Reproduce the records starting with the line that contains "Target: black door knob" and going on through the line that contains "26L210 51L289 18L287", with "provide the mask of each instance" swapped for "return the mask of every instance" and everything else unchanged.

──────────────────────────────

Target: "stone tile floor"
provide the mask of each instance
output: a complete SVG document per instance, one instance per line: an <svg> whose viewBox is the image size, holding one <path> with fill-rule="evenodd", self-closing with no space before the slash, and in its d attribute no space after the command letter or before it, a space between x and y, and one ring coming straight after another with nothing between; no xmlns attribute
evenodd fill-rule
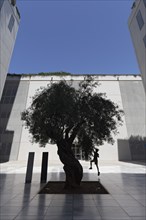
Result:
<svg viewBox="0 0 146 220"><path fill-rule="evenodd" d="M38 194L41 168L36 164L31 184L25 184L25 162L0 164L0 220L146 220L146 166L144 163L82 163L83 180L97 180L108 195ZM62 167L50 165L48 180L64 180Z"/></svg>

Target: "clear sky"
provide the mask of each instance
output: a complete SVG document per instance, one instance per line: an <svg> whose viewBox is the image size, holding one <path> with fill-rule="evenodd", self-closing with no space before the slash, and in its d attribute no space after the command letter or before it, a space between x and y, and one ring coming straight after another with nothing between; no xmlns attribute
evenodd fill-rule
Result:
<svg viewBox="0 0 146 220"><path fill-rule="evenodd" d="M128 30L133 0L17 0L10 73L137 74Z"/></svg>

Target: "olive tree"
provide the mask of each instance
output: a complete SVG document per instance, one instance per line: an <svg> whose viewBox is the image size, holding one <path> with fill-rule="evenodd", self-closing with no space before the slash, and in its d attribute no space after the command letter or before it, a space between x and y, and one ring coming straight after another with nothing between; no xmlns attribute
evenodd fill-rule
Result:
<svg viewBox="0 0 146 220"><path fill-rule="evenodd" d="M85 158L94 147L104 142L113 144L123 111L107 99L105 94L94 92L97 83L86 76L78 88L65 80L51 83L39 90L31 106L22 112L22 120L40 146L56 144L66 174L65 187L77 187L83 169L75 158L72 146L81 147Z"/></svg>

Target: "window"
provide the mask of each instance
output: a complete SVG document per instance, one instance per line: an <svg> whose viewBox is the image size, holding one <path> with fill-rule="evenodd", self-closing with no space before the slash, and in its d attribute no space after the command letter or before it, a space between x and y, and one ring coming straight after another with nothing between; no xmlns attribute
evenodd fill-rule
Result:
<svg viewBox="0 0 146 220"><path fill-rule="evenodd" d="M8 28L9 28L10 32L12 32L14 22L15 22L14 16L11 15L11 18L10 18L10 21L9 21L9 24L8 24Z"/></svg>
<svg viewBox="0 0 146 220"><path fill-rule="evenodd" d="M137 19L137 23L138 23L139 29L141 30L143 25L144 25L144 20L142 18L142 14L141 14L140 10L138 11L138 13L136 15L136 19Z"/></svg>
<svg viewBox="0 0 146 220"><path fill-rule="evenodd" d="M144 45L145 45L145 48L146 48L146 35L143 38L143 42L144 42Z"/></svg>

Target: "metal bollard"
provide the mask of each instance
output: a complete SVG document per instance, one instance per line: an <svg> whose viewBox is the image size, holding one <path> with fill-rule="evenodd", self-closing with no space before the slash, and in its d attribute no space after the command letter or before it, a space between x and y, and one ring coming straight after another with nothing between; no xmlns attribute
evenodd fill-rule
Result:
<svg viewBox="0 0 146 220"><path fill-rule="evenodd" d="M27 171L25 183L31 183L32 180L32 172L33 172L33 163L34 163L34 152L30 152L27 161Z"/></svg>
<svg viewBox="0 0 146 220"><path fill-rule="evenodd" d="M46 183L48 170L48 152L43 152L42 155L42 169L41 169L41 183Z"/></svg>

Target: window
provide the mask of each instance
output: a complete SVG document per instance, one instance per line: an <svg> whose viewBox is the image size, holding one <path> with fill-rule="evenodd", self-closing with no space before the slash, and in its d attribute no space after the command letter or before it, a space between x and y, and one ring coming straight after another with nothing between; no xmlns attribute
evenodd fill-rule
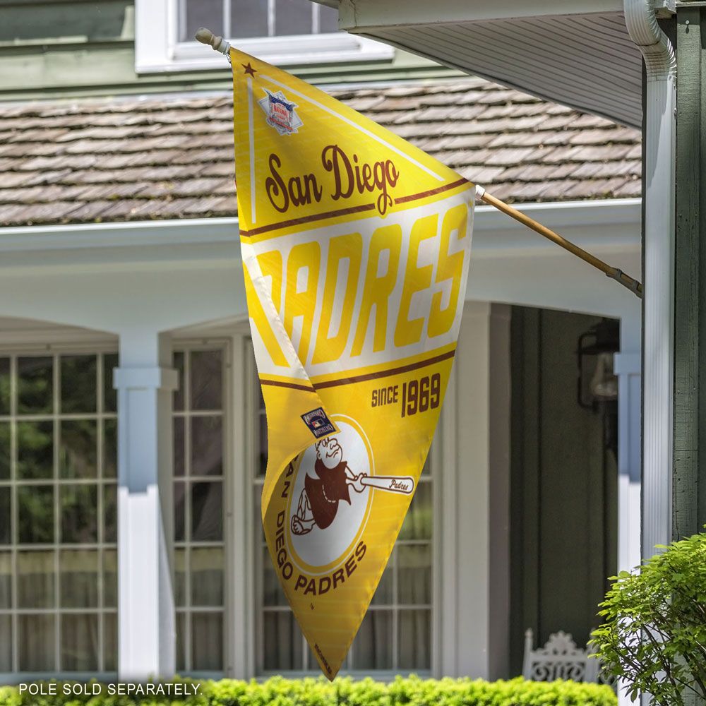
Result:
<svg viewBox="0 0 706 706"><path fill-rule="evenodd" d="M387 44L337 30L337 11L311 0L136 0L138 73L224 68L193 40L208 27L238 49L282 66L390 59Z"/></svg>
<svg viewBox="0 0 706 706"><path fill-rule="evenodd" d="M178 347L174 399L176 669L224 671L226 350Z"/></svg>
<svg viewBox="0 0 706 706"><path fill-rule="evenodd" d="M113 673L112 353L0 353L0 673Z"/></svg>
<svg viewBox="0 0 706 706"><path fill-rule="evenodd" d="M259 400L257 462L251 479L252 516L259 518L267 465L267 425L255 370L252 357L255 397ZM433 472L431 458L430 453L390 561L342 666L343 671L424 674L431 669ZM318 671L316 658L280 587L259 523L254 537L256 672Z"/></svg>

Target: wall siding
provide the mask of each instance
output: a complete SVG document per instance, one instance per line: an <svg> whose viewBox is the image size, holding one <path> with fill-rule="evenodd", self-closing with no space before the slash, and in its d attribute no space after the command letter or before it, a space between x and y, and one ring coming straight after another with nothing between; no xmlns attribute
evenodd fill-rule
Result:
<svg viewBox="0 0 706 706"><path fill-rule="evenodd" d="M617 567L617 465L600 414L576 401L579 335L599 321L513 307L510 645L571 633L583 647ZM587 359L587 364L590 364ZM590 373L592 373L592 370Z"/></svg>
<svg viewBox="0 0 706 706"><path fill-rule="evenodd" d="M0 0L0 100L227 90L222 71L135 73L134 0ZM392 61L287 67L313 83L458 75L404 52Z"/></svg>

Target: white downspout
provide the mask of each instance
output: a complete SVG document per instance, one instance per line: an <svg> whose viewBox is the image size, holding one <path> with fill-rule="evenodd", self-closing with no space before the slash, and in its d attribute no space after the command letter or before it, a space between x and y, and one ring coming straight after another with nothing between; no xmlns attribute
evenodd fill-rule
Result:
<svg viewBox="0 0 706 706"><path fill-rule="evenodd" d="M676 56L650 0L623 0L647 70L642 370L642 556L671 541Z"/></svg>
<svg viewBox="0 0 706 706"><path fill-rule="evenodd" d="M656 544L671 540L676 56L651 0L623 0L623 8L647 71L642 553L650 556Z"/></svg>

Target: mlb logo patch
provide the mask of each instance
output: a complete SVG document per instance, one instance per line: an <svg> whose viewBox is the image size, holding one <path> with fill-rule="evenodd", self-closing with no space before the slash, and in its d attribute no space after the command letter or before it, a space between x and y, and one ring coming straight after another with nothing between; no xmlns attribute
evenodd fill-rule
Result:
<svg viewBox="0 0 706 706"><path fill-rule="evenodd" d="M265 97L258 101L258 104L267 116L267 124L280 135L292 135L301 127L304 123L297 114L297 104L287 100L281 90L276 93L265 90Z"/></svg>
<svg viewBox="0 0 706 706"><path fill-rule="evenodd" d="M306 414L301 415L301 419L304 420L304 424L316 438L321 438L336 431L322 407L307 412Z"/></svg>

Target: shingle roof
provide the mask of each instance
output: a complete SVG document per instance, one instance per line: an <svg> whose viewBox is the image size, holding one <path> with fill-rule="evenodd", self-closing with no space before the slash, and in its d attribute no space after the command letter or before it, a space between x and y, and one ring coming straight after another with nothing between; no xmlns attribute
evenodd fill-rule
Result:
<svg viewBox="0 0 706 706"><path fill-rule="evenodd" d="M469 78L332 90L508 201L639 196L640 133ZM234 215L228 96L0 107L0 225Z"/></svg>

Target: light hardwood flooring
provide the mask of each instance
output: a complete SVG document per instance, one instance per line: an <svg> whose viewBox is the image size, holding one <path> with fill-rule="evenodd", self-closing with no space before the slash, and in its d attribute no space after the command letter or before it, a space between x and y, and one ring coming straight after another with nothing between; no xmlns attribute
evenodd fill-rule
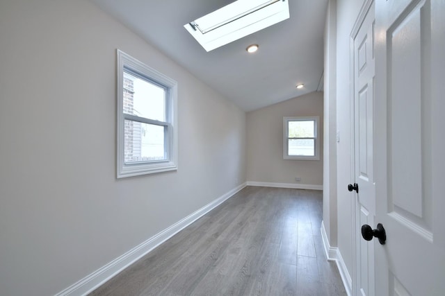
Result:
<svg viewBox="0 0 445 296"><path fill-rule="evenodd" d="M90 295L345 295L322 191L248 186Z"/></svg>

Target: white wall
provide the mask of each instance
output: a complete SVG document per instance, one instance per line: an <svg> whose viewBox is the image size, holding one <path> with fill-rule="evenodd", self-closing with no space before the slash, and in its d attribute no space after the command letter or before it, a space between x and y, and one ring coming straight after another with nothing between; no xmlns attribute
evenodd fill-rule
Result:
<svg viewBox="0 0 445 296"><path fill-rule="evenodd" d="M247 114L247 180L255 182L323 185L320 160L283 159L283 116L320 116L323 147L323 92L312 92ZM295 177L301 182L296 182Z"/></svg>
<svg viewBox="0 0 445 296"><path fill-rule="evenodd" d="M245 182L245 114L84 1L0 3L0 295L54 295ZM115 177L115 50L178 82L179 170Z"/></svg>
<svg viewBox="0 0 445 296"><path fill-rule="evenodd" d="M337 246L337 1L327 6L324 36L324 147L323 220L330 245Z"/></svg>

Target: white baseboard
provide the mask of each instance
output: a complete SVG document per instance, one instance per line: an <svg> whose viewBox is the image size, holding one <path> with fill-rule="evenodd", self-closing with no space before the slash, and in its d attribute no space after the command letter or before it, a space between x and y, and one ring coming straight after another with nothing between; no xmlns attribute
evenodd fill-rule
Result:
<svg viewBox="0 0 445 296"><path fill-rule="evenodd" d="M131 265L136 261L148 254L156 247L164 243L168 238L171 238L175 234L222 204L223 202L232 197L238 191L245 187L245 186L246 183L243 183L234 188L211 203L198 209L180 221L177 222L168 228L158 233L140 245L130 250L125 254L116 258L104 266L102 266L78 282L74 284L63 291L59 292L55 296L84 295L92 292L97 287L100 286L113 277Z"/></svg>
<svg viewBox="0 0 445 296"><path fill-rule="evenodd" d="M325 252L327 260L334 261L337 263L337 267L339 268L340 277L341 277L343 285L345 286L346 293L348 296L351 296L353 295L353 281L348 272L348 268L346 268L345 261L343 260L340 250L338 247L331 247L329 244L329 240L327 239L323 221L321 221L321 229L320 230L321 231L323 244L325 247Z"/></svg>
<svg viewBox="0 0 445 296"><path fill-rule="evenodd" d="M273 183L270 182L248 181L248 186L261 186L264 187L296 188L297 189L323 190L323 185L310 184Z"/></svg>

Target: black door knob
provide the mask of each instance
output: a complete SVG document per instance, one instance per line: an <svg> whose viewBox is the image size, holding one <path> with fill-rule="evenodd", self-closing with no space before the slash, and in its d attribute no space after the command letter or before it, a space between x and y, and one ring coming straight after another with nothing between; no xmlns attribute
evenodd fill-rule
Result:
<svg viewBox="0 0 445 296"><path fill-rule="evenodd" d="M373 229L367 224L362 226L362 236L366 241L371 241L376 237L378 238L380 245L385 245L385 242L387 241L387 233L381 223L377 225L377 229Z"/></svg>
<svg viewBox="0 0 445 296"><path fill-rule="evenodd" d="M348 184L348 190L352 191L353 190L355 190L355 192L359 193L359 184L357 183L354 183L354 185L352 184Z"/></svg>

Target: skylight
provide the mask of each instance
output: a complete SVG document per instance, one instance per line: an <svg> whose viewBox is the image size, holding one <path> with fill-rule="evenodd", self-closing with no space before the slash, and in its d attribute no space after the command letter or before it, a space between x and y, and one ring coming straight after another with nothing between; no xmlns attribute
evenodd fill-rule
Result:
<svg viewBox="0 0 445 296"><path fill-rule="evenodd" d="M184 26L210 51L289 18L287 0L238 0Z"/></svg>

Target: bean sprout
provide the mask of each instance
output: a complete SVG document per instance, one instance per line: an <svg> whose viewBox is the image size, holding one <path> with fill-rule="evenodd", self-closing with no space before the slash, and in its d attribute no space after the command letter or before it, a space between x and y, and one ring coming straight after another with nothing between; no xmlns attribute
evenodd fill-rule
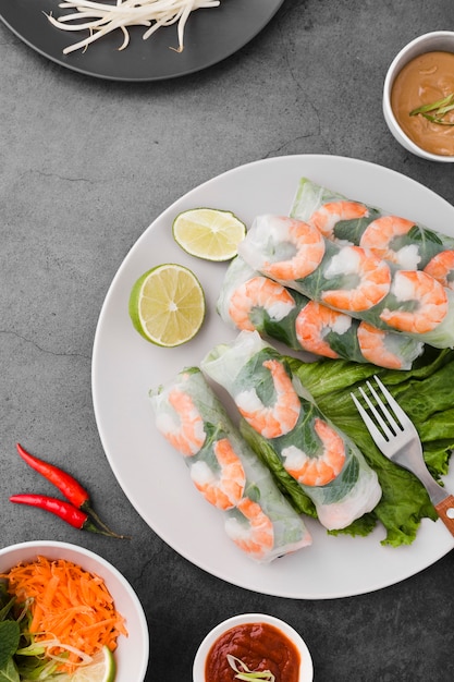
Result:
<svg viewBox="0 0 454 682"><path fill-rule="evenodd" d="M124 50L130 42L130 26L145 26L143 35L146 40L161 26L177 24L179 47L176 52L184 49L184 28L192 12L201 8L219 7L221 0L115 0L97 2L93 0L69 0L59 4L62 9L76 10L71 14L59 17L48 14L53 26L63 31L89 31L89 36L63 49L64 54L74 50L85 49L102 36L120 28L123 33L123 42L120 50Z"/></svg>

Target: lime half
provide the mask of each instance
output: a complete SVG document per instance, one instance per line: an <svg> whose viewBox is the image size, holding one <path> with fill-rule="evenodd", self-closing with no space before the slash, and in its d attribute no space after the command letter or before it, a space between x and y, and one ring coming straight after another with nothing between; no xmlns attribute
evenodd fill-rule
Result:
<svg viewBox="0 0 454 682"><path fill-rule="evenodd" d="M206 260L230 260L237 254L246 226L229 210L193 208L176 216L173 238L185 252Z"/></svg>
<svg viewBox="0 0 454 682"><path fill-rule="evenodd" d="M189 341L205 318L205 295L189 270L173 263L145 272L130 296L135 329L157 345L173 348Z"/></svg>
<svg viewBox="0 0 454 682"><path fill-rule="evenodd" d="M116 674L115 659L108 646L103 646L91 663L81 666L72 674L59 674L59 682L113 682Z"/></svg>

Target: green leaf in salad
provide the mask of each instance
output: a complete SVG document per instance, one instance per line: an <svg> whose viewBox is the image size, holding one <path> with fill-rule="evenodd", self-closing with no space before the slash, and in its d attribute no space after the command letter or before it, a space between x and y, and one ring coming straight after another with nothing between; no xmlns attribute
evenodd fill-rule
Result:
<svg viewBox="0 0 454 682"><path fill-rule="evenodd" d="M386 531L383 544L413 543L421 519L435 520L437 513L419 480L378 450L353 405L351 392L373 375L380 376L415 423L430 471L437 477L442 476L447 472L454 448L454 351L427 349L408 372L348 361L302 363L287 358L287 362L321 412L356 442L377 472L383 495L372 514ZM365 533L368 524L370 519L365 523ZM360 527L361 520L358 520L355 533L358 529L360 533ZM349 533L351 528L343 532Z"/></svg>
<svg viewBox="0 0 454 682"><path fill-rule="evenodd" d="M0 622L0 670L16 653L20 638L21 629L16 621L3 620Z"/></svg>
<svg viewBox="0 0 454 682"><path fill-rule="evenodd" d="M422 519L438 515L426 489L406 470L390 462L376 447L356 412L351 392L373 375L380 376L391 393L407 412L421 438L424 456L434 478L449 470L454 449L454 351L427 348L408 372L379 368L344 360L304 363L286 357L293 374L312 395L320 411L358 446L377 472L383 491L376 509L357 519L347 528L331 535L367 536L380 522L386 532L383 545L398 547L414 541ZM312 502L287 474L268 441L244 421L243 437L272 472L281 491L298 513L316 517Z"/></svg>

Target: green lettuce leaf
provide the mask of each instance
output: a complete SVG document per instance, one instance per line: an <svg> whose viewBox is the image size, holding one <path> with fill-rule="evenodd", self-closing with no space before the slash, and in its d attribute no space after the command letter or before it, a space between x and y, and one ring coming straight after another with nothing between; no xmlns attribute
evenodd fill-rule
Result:
<svg viewBox="0 0 454 682"><path fill-rule="evenodd" d="M302 363L287 358L287 362L321 412L356 442L377 472L383 496L372 516L386 529L383 544L410 544L421 519L435 520L437 513L419 480L378 450L355 410L351 392L373 375L379 375L415 423L432 475L442 476L447 472L454 448L454 351L428 349L408 372L347 361ZM365 535L373 527L371 521L370 517L358 520L354 528L343 532Z"/></svg>

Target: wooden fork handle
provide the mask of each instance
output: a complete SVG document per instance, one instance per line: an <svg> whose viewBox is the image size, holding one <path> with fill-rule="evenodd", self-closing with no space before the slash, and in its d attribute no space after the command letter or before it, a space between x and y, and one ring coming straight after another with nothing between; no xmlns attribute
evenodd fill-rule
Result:
<svg viewBox="0 0 454 682"><path fill-rule="evenodd" d="M435 504L435 510L451 535L454 535L454 495Z"/></svg>

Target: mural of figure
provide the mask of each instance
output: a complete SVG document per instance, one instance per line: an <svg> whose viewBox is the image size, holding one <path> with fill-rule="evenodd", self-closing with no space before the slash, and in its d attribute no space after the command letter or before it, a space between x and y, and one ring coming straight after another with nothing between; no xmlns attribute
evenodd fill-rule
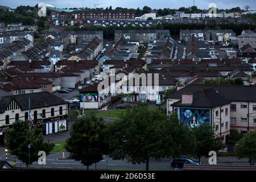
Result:
<svg viewBox="0 0 256 182"><path fill-rule="evenodd" d="M190 125L190 126L191 127L195 127L199 126L199 124L197 122L197 121L196 120L196 118L195 116L192 118L192 121L191 121L191 124Z"/></svg>

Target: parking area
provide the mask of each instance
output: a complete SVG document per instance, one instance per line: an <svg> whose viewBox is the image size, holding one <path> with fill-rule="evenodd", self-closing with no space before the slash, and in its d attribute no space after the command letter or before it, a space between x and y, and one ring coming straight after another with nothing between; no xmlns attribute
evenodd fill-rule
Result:
<svg viewBox="0 0 256 182"><path fill-rule="evenodd" d="M187 47L178 43L174 43L172 57L174 59L185 59L187 56ZM185 55L185 57L184 56Z"/></svg>
<svg viewBox="0 0 256 182"><path fill-rule="evenodd" d="M77 89L73 90L72 92L69 92L68 93L55 93L55 94L64 100L71 100L74 99L78 99L78 98L79 97L79 92Z"/></svg>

──────────────────────────────

** Written response **
Target: black door knob
return the mask of every instance
output: a complete SVG document per instance, one instance per line: an <svg> whose viewBox is the image size, holding one <path> with fill-rule="evenodd", self-closing with no space before the slash, and in its d attribute no space after the command letter or before it, a space between x and y, and one ring coming straight after another with nothing between; no xmlns attribute
evenodd fill-rule
Result:
<svg viewBox="0 0 445 296"><path fill-rule="evenodd" d="M373 229L367 224L362 226L362 236L366 241L371 241L376 237L378 238L380 245L385 245L385 242L387 241L387 233L381 223L377 225L377 229Z"/></svg>
<svg viewBox="0 0 445 296"><path fill-rule="evenodd" d="M348 184L348 190L352 191L353 190L355 190L355 192L359 193L359 184L357 183L354 183L354 185L352 184Z"/></svg>

Target: skylight
return the mask of every instance
output: a complete SVG document per instance, one instance per line: an <svg> whose viewBox is the image size, holding one <path> with fill-rule="evenodd", self-closing with no space before the slash, and in its d attribute no space after the command letter or before it, a space between x and y, and one ring coming straight after another with nothing between; no xmlns attribute
evenodd fill-rule
Result:
<svg viewBox="0 0 445 296"><path fill-rule="evenodd" d="M184 26L210 51L289 18L287 0L238 0Z"/></svg>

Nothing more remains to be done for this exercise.